EXERCISE PROMPT >> Pull out every line of the records below and reproduce each one without any change.

-------- DATASET ROWS

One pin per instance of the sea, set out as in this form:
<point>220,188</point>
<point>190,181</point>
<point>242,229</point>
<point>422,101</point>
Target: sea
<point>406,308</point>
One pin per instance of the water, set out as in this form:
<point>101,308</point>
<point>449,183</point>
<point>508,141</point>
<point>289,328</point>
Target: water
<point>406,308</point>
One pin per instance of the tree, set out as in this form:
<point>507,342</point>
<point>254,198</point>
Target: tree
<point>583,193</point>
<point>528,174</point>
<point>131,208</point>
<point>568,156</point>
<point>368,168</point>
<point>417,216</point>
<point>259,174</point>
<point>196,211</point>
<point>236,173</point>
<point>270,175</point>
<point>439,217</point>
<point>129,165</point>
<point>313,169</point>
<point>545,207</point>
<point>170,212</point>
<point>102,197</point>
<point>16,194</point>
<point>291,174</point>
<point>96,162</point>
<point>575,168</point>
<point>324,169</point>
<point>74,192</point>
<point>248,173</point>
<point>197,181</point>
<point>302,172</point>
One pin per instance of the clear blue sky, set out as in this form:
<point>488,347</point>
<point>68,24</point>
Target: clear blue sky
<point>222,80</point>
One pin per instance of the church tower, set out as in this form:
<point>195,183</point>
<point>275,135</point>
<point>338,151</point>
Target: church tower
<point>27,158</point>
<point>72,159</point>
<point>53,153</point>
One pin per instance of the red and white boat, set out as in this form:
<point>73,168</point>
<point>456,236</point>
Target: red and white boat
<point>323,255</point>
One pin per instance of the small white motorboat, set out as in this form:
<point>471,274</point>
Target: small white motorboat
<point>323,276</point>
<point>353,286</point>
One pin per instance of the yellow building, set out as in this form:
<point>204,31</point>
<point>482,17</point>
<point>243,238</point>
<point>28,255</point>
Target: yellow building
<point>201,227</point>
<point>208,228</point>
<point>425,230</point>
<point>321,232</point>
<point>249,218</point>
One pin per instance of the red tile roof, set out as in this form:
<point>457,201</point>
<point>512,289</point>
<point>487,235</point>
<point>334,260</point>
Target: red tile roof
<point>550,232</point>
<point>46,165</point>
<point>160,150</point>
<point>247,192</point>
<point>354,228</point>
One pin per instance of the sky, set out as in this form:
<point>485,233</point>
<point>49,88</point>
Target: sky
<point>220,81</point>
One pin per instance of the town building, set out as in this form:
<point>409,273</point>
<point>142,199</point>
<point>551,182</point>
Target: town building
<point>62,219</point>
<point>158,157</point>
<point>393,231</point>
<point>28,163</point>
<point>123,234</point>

----------------

FINISHED ANSWER >>
One pin per instance of the sea, set out as in this form:
<point>220,188</point>
<point>190,181</point>
<point>242,229</point>
<point>422,101</point>
Target: sea
<point>406,308</point>
One pin per instance of the water, set out as in this form:
<point>101,308</point>
<point>449,183</point>
<point>508,141</point>
<point>289,328</point>
Target: water
<point>406,308</point>
One pin per instance of the tree, set out as in this form:
<point>507,342</point>
<point>254,198</point>
Target: tree
<point>583,193</point>
<point>528,174</point>
<point>131,208</point>
<point>568,156</point>
<point>368,168</point>
<point>417,216</point>
<point>259,174</point>
<point>196,211</point>
<point>236,173</point>
<point>270,175</point>
<point>439,217</point>
<point>129,165</point>
<point>313,169</point>
<point>545,207</point>
<point>170,212</point>
<point>102,197</point>
<point>16,194</point>
<point>291,174</point>
<point>96,162</point>
<point>575,168</point>
<point>324,169</point>
<point>74,192</point>
<point>248,173</point>
<point>197,181</point>
<point>302,172</point>
One pin per instance of the clear blue sky, set out as in this form:
<point>488,347</point>
<point>68,24</point>
Target: clear blue sky
<point>222,80</point>
One pin per instance of the church tower, set out as in this form:
<point>195,183</point>
<point>275,135</point>
<point>338,151</point>
Target: church tower
<point>27,158</point>
<point>72,159</point>
<point>53,153</point>
One pin per instance of the red and white boat, set out as in this form:
<point>73,168</point>
<point>456,236</point>
Target: red and white boat
<point>323,255</point>
One pin per instance of the small white motorboat, set out as in this form:
<point>471,274</point>
Target: small white motorboat
<point>323,276</point>
<point>353,286</point>
One pin per instance of the yellow building, set out as in this form:
<point>204,31</point>
<point>482,17</point>
<point>243,238</point>
<point>28,255</point>
Target: yellow building
<point>201,227</point>
<point>208,228</point>
<point>425,230</point>
<point>321,232</point>
<point>249,218</point>
One pin per instance of the red tile roof, set out as in this form:
<point>457,201</point>
<point>512,289</point>
<point>487,235</point>
<point>334,260</point>
Target: red tile roof
<point>550,232</point>
<point>46,165</point>
<point>160,150</point>
<point>247,192</point>
<point>354,228</point>
One pin per instance of the sky, set out as in this form:
<point>485,233</point>
<point>49,88</point>
Target: sky
<point>220,81</point>
One pin per instance of the town building, set out as in this form:
<point>409,273</point>
<point>142,199</point>
<point>551,182</point>
Target: town building
<point>62,219</point>
<point>158,157</point>
<point>393,231</point>
<point>28,163</point>
<point>123,234</point>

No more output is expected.